▶ [Material provided]
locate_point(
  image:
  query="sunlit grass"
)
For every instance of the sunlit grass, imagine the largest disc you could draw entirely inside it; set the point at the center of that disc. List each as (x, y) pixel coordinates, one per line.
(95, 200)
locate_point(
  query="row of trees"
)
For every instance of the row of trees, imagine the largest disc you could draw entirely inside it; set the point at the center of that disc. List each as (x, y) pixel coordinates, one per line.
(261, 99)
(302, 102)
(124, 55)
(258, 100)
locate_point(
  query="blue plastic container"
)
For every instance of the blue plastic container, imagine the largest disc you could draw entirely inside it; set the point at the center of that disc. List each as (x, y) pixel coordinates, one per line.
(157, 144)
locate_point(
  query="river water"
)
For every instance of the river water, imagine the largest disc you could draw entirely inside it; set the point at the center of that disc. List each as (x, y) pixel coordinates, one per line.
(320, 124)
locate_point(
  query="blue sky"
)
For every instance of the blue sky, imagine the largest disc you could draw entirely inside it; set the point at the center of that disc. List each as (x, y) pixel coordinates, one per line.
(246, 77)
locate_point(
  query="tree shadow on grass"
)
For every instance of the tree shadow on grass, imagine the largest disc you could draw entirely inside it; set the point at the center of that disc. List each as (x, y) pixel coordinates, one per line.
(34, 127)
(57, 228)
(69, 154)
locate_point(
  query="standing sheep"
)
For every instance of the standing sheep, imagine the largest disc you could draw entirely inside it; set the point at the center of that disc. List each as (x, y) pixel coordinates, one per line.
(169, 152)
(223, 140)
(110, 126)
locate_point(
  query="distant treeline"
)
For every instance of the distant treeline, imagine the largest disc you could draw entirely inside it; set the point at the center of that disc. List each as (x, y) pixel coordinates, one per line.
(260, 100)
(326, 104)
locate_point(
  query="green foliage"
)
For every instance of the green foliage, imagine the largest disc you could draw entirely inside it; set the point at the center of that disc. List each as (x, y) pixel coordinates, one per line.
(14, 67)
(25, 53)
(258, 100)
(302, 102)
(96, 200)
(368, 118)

▶ [The task] Copy the material above verbatim.

▶ [Answer for this exercise]
locate_point(
  image:
  query="sunlit grass"
)
For every instance of the sunlit grass, imagine the largest disc you could draw entirely inside it; set the point at the center of that disc. List each as (x, y) pixel coordinates, one per line.
(95, 200)
locate_point(
  query="row of trees"
)
For every instance of the row of trees, imagine the largest disc you could draw entirely inside it; set the point at the center of that disc. List each as (x, y) pixel coordinates, one per line.
(261, 99)
(302, 102)
(124, 55)
(258, 100)
locate_point(
  query="blue plastic container"
)
For every instance of the blue plastic container, imagine the largest disc you could draw entirely inside it; set the point at the center of that disc. List each as (x, y) pixel coordinates, one per line.
(157, 144)
locate_point(
  query="river water"
)
For every instance of the river water, imagine the largest disc you could draw entirely inside it; set the point at the center of that disc. List each as (x, y) pixel coordinates, one per line.
(320, 124)
locate_point(
  query="blue sky"
)
For every instance of the blue sky, imagine the largest disc you could draw entirely inside it; set the point at the center of that disc. List each as (x, y) pixel coordinates, one per line.
(246, 77)
locate_point(
  query="tree shadow on grass"
)
For every instance of the tree shadow on grass, imagine the largest disc you could draw entirely inside it; set the point at the center of that disc. List each as (x, y) pixel coordinates, one per line.
(34, 127)
(57, 228)
(69, 154)
locate_point(
  query="standing sheep"
)
For every instance of the standing sheep, imagine the largest disc you could draw entirely inside it; set the point at the center of that disc. List each as (x, y) pixel coordinates, one per line.
(169, 152)
(223, 140)
(110, 126)
locate_point(
  query="distant treeline"
)
For every instance of the distant treeline, imagine the largest disc you could draw entirely inside it; set the point at the center of that disc. List each as (x, y) pixel coordinates, one per line.
(260, 100)
(326, 104)
locate_point(
  query="green foliage"
)
For every instance of the green foliage, imagine the largest disc you could draw entirely inside it; set the point at the center of that disc. List each as (x, y) pixel coordinates, one per line.
(14, 67)
(25, 53)
(258, 100)
(302, 102)
(96, 200)
(368, 118)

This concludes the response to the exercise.